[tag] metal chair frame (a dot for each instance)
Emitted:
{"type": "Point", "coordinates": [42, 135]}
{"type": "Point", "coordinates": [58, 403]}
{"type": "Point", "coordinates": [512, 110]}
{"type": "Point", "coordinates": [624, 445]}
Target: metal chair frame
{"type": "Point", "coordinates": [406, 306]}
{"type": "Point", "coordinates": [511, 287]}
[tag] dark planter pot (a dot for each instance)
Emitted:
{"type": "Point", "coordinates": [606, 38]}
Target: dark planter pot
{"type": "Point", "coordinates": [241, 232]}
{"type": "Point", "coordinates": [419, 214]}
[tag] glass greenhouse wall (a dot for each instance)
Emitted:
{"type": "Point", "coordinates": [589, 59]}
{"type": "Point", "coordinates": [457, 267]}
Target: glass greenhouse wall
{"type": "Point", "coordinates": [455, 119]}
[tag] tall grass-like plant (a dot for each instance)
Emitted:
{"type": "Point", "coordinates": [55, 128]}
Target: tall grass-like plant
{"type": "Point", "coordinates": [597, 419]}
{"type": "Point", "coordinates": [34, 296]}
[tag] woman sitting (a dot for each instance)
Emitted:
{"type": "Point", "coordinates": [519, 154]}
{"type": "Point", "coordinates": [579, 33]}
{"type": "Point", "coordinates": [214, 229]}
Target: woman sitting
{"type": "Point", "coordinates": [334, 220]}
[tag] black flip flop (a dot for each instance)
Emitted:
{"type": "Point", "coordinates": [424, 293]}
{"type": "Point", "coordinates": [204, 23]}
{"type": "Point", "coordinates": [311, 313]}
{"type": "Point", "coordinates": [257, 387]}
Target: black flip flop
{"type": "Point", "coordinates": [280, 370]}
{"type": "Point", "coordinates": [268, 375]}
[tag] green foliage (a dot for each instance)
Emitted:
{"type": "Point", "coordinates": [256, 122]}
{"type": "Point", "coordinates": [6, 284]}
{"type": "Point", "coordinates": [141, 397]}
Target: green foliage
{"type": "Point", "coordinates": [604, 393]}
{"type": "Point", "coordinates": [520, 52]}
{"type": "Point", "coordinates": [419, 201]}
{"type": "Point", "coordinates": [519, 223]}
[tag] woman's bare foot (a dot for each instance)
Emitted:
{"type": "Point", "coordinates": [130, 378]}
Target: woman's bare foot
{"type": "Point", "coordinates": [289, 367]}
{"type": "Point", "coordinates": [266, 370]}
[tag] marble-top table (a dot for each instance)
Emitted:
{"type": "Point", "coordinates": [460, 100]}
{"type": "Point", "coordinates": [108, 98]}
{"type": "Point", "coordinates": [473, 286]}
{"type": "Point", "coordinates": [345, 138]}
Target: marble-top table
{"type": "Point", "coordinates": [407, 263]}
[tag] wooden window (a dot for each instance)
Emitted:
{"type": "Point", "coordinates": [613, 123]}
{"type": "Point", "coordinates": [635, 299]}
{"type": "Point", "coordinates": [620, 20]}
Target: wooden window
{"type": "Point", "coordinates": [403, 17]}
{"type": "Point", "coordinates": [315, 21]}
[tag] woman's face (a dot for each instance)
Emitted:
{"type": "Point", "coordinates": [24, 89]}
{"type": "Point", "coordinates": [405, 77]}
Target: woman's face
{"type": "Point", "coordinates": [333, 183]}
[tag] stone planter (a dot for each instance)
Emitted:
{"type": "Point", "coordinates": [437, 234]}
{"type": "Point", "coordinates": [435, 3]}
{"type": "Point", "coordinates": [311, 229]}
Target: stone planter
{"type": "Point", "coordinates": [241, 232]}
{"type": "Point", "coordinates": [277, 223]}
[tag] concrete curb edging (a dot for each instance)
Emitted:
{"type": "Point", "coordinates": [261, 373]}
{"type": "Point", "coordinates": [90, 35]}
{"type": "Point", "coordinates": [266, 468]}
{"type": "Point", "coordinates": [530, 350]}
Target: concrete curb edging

------------------------------------------------

Prompt: The required output is the span of lines from the one containing "[tag] green foliage (a dot for each instance)" to the last line, reproduced character for character.

Finished answer:
[tag] green foliage (a dot for each instance)
Emitted:
{"type": "Point", "coordinates": [256, 122]}
{"type": "Point", "coordinates": [6, 284]}
{"type": "Point", "coordinates": [141, 397]}
Target: green foliage
{"type": "Point", "coordinates": [604, 393]}
{"type": "Point", "coordinates": [520, 52]}
{"type": "Point", "coordinates": [419, 201]}
{"type": "Point", "coordinates": [519, 223]}
[tag] woman's bare foot (a dot for each instance)
Emitted:
{"type": "Point", "coordinates": [130, 378]}
Target: woman's bare foot
{"type": "Point", "coordinates": [289, 367]}
{"type": "Point", "coordinates": [266, 370]}
[tag] marble-top table (a dot for each instance)
Emitted:
{"type": "Point", "coordinates": [460, 100]}
{"type": "Point", "coordinates": [108, 98]}
{"type": "Point", "coordinates": [473, 286]}
{"type": "Point", "coordinates": [345, 138]}
Target: marble-top table
{"type": "Point", "coordinates": [407, 263]}
[tag] wooden window (a dot for each instance)
Emitted:
{"type": "Point", "coordinates": [613, 123]}
{"type": "Point", "coordinates": [635, 299]}
{"type": "Point", "coordinates": [620, 20]}
Target: wooden window
{"type": "Point", "coordinates": [403, 17]}
{"type": "Point", "coordinates": [315, 21]}
[tag] woman's face (a dot for each instance)
Emitted:
{"type": "Point", "coordinates": [24, 89]}
{"type": "Point", "coordinates": [405, 77]}
Target: woman's face
{"type": "Point", "coordinates": [333, 183]}
[tag] stone planter (a dot for each instance)
Emitted:
{"type": "Point", "coordinates": [437, 234]}
{"type": "Point", "coordinates": [435, 3]}
{"type": "Point", "coordinates": [311, 229]}
Target: stone planter
{"type": "Point", "coordinates": [241, 232]}
{"type": "Point", "coordinates": [277, 223]}
[tag] concrete curb edging (a dot for each instance)
Emitted:
{"type": "Point", "coordinates": [261, 373]}
{"type": "Point", "coordinates": [90, 35]}
{"type": "Point", "coordinates": [266, 468]}
{"type": "Point", "coordinates": [530, 350]}
Target: concrete curb edging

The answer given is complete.